* [DOCUMENT SECTION]
⁂
Concurrency and Parallelism

Every backend system must deal with one fundamental reality:

Thousands of users interact with the system at the same time.

When a user opens a website, sends an API request, uploads a file, or processes a payment, the server must respond quickly—even when thousands of other users are doing the same thing simultaneously.

If a backend server processed requests one by one, like a single checkout counter at a grocery store, the system would quickly become unusable.

Instead, modern systems rely on two powerful ideas:

Concurrency
Parallelism

These concepts allow software to handle many tasks efficiently, ensuring applications stay responsive even under heavy load.

Understanding them is one of the most important mental models for backend engineers.

Introduction: Why Your Computer Needs to Juggle

Imagine a web server that can only process one request at a time.

Scenario:

User A sends a request.
The server starts processing it.
The server queries the database.
The database takes 100ms to respond.

During this time:

The server is doing nothing
The CPU is idle
Other users are waiting

This is extremely inefficient.

Now imagine 1,000 users trying to access the system.

If the server processes requests sequentially, the system becomes painfully slow.

The solution is to design systems that can manage multiple tasks at once.

This is where concurrency and parallelism come in.

1. The High Cost of Doing Nothing

To understand why concurrency matters, we must understand how slow I/O operations are compared to CPU operations.

CPU Speed

Modern CPUs can execute roughly:


~3 million instructions per millisecond

Network Latency

A typical database request might take:


~100 milliseconds

During that time:


100ms × 3,000,000 instructions = 300 million instructions

That means the CPU could have executed 300 million operations, but instead it sat idle waiting for the network.
⁂
* [DATA SUPPLIED]
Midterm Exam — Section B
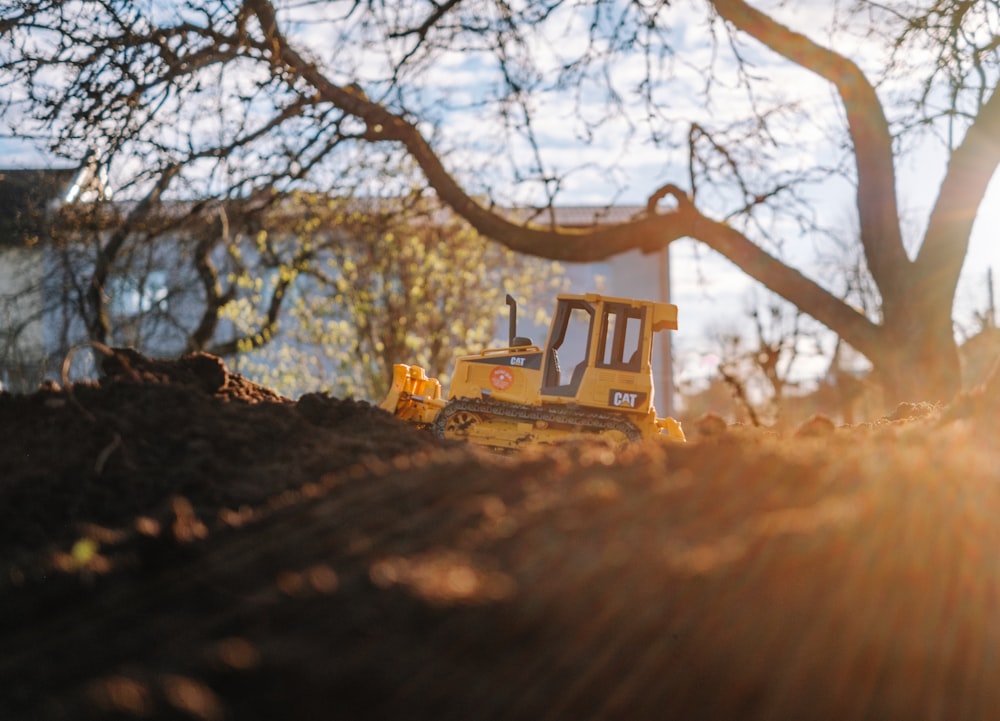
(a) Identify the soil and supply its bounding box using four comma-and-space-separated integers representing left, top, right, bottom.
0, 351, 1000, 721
⁂
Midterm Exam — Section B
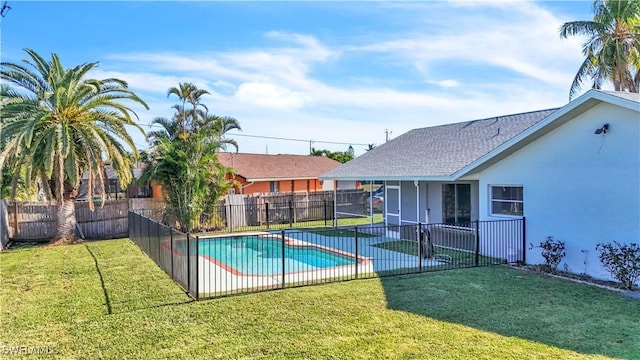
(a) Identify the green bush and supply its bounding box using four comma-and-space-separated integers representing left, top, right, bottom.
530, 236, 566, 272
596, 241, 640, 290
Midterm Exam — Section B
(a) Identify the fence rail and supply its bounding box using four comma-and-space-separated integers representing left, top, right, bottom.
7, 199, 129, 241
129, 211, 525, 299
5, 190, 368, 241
⁂
* [EXERCISE A] Duplicate the part of the concurrency text that opens with the words containing "If a backend" and closes with "request at a time.".
* [EXERCISE B] Find each line of the rows that holds the string "comma" and copy those lines.
The concurrency text and the rows are unrelated to each other.

* [CORRECT RESPONSE A]
If a backend server processed requests one by one, like a single checkout counter at a grocery store, the system would quickly become unusable.

Instead, modern systems rely on two powerful ideas:

Concurrency
Parallelism

These concepts allow software to handle many tasks efficiently, ensuring applications stay responsive even under heavy load.

Understanding them is one of the most important mental models for backend engineers.

Introduction: Why Your Computer Needs to Juggle

Imagine a web server that can only process one request at a time.

* [CORRECT RESPONSE B]
(a) Identify the soil and supply its bounding box using four comma-and-space-separated integers representing left, top, right, bottom.
(a) Identify the green bush and supply its bounding box using four comma-and-space-separated integers representing left, top, right, bottom.
(a) Identify the fence rail and supply its bounding box using four comma-and-space-separated integers representing left, top, right, bottom.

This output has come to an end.